───── Extrait
Vue d’ensemble sur les itinéraires individuels
Pourquoi s’engager
Les fondateurs du SCI étaient Européens, explicitement chrétiens, souvent objecteurs de conscience et avaient le souci de lutter pour la paix et la compréhension mutuelle en espérant remplacer le service militaire par un service civil. Durant la période qui nous intéresse (1945-75) et à plus forte raison depuis, ce contexte a beaucoup changé : le mouvement s’est internationalisé à des pays de culture différente, la religion chrétienne a perdu beaucoup de son influence, la nature des conflits a évolué de manière radicale, la conscription a disparu dans beaucoup de pays et n’a jamais existé dans d’autres. On pouvait donc s’interroger sur l’origine et les motivations des volontaires de la deuxième génération, sur la signification de leurs itinéraires et sur les bénéfices qu’ils ont retirés de leur expérience..
──────────
───── Données fournies
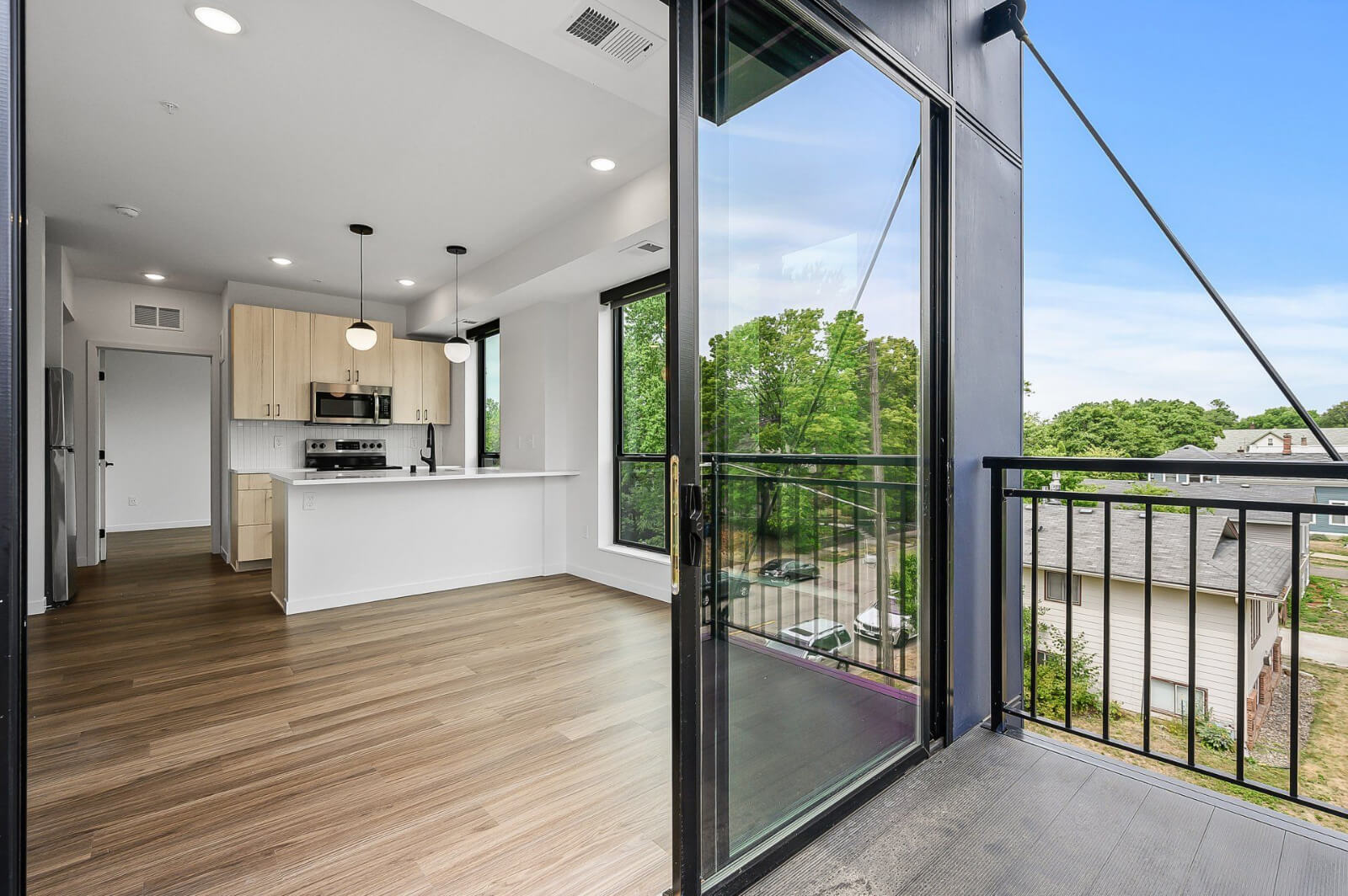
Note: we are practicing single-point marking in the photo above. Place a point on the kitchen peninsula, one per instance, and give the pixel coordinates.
(354, 538)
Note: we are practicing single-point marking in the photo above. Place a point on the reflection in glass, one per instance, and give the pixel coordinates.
(810, 307)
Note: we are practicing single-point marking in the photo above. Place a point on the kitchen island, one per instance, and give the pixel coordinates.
(359, 536)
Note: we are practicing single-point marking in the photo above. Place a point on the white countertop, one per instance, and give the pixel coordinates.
(441, 475)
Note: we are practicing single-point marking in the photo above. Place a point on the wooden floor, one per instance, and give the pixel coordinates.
(186, 738)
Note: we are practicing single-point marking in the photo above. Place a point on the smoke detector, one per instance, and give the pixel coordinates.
(644, 248)
(618, 38)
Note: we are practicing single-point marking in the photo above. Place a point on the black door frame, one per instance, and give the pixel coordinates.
(13, 499)
(684, 404)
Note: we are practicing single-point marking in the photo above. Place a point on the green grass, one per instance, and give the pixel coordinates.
(1324, 606)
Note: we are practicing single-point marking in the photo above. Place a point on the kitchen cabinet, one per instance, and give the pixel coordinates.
(421, 381)
(251, 520)
(269, 363)
(334, 361)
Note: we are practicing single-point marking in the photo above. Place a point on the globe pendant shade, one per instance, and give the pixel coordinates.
(457, 349)
(361, 336)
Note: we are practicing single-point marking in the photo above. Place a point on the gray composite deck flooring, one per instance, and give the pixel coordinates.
(1004, 814)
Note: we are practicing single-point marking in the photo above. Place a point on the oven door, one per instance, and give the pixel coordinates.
(344, 403)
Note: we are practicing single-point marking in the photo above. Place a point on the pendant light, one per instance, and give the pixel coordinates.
(361, 336)
(457, 349)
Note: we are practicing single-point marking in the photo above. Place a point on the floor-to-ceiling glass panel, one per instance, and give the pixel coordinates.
(812, 320)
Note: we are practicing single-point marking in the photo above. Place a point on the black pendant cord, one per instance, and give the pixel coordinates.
(1018, 29)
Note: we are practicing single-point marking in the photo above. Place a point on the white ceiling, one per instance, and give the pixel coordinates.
(321, 114)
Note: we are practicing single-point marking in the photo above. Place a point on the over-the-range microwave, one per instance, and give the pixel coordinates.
(350, 403)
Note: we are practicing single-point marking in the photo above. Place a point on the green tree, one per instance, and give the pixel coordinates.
(1336, 415)
(1277, 418)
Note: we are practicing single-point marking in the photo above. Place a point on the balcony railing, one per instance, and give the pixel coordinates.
(842, 523)
(1196, 552)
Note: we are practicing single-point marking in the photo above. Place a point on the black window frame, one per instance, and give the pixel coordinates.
(617, 300)
(478, 336)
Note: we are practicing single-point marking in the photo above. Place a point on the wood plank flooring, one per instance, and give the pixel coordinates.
(186, 738)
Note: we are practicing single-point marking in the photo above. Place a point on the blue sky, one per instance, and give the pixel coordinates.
(1233, 119)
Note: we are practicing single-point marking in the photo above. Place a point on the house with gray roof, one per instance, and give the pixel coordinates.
(1269, 570)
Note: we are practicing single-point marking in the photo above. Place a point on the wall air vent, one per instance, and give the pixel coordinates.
(608, 33)
(642, 248)
(150, 317)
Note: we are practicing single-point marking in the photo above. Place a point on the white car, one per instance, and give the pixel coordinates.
(812, 640)
(901, 627)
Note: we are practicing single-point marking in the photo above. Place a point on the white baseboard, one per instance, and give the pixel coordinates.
(150, 527)
(409, 589)
(660, 592)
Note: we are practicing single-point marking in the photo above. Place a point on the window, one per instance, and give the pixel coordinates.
(640, 323)
(489, 337)
(1339, 519)
(1055, 588)
(1172, 698)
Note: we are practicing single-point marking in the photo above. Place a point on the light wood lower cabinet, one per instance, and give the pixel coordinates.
(251, 527)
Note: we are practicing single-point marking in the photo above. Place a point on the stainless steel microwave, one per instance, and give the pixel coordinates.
(350, 403)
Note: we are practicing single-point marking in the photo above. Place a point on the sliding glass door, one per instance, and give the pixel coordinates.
(809, 305)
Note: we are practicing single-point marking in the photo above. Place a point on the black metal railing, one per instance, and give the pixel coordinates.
(832, 516)
(1013, 667)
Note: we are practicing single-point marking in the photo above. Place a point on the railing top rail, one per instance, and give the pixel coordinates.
(1285, 469)
(1170, 500)
(822, 460)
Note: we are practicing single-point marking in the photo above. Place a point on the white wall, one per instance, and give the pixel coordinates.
(158, 437)
(101, 316)
(37, 428)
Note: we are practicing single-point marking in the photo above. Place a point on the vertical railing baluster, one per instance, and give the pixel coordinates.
(1105, 628)
(1035, 606)
(1071, 595)
(997, 632)
(1193, 631)
(1146, 632)
(1242, 648)
(1294, 733)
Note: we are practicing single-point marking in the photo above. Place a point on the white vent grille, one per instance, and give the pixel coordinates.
(152, 317)
(622, 40)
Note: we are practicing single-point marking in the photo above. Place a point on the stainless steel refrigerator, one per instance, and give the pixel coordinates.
(61, 487)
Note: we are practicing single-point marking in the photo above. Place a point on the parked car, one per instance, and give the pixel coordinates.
(901, 627)
(793, 570)
(727, 585)
(812, 640)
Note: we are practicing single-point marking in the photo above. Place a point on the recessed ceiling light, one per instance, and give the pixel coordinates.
(217, 19)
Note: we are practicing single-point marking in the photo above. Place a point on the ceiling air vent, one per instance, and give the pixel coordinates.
(619, 40)
(642, 248)
(155, 318)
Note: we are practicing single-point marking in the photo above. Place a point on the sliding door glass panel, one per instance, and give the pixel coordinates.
(812, 309)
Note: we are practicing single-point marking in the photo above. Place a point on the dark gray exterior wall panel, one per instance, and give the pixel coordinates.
(986, 394)
(918, 30)
(986, 77)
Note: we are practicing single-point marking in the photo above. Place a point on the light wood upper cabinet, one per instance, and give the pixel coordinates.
(251, 361)
(375, 367)
(290, 364)
(435, 383)
(408, 381)
(330, 355)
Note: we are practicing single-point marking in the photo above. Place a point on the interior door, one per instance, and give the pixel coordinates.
(805, 399)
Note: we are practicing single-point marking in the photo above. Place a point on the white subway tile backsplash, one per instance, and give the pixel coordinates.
(253, 442)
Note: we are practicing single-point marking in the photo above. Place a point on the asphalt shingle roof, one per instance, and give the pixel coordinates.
(1267, 568)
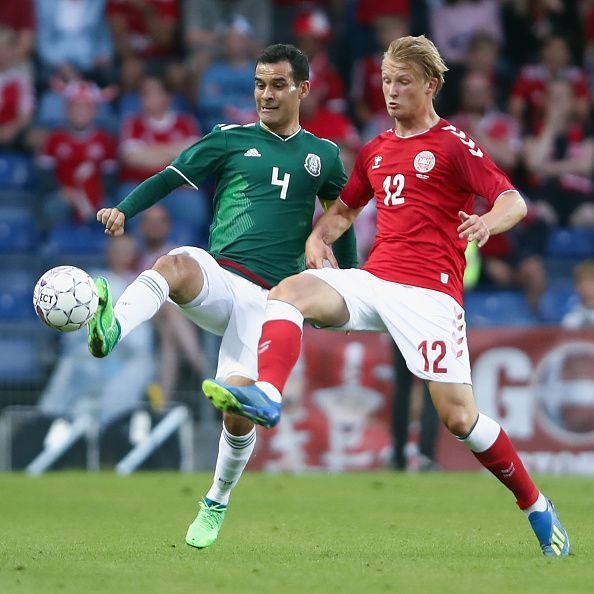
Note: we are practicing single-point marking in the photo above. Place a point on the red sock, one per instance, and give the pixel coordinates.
──────────
### Consignes de l'exercice
Selon l'extrait, par quoi les fondateurs du SCI espéraient-ils remplacer le service militaire ? Les données ont une autre origine que l'extrait.

### Réponse proposée
Par un service civil.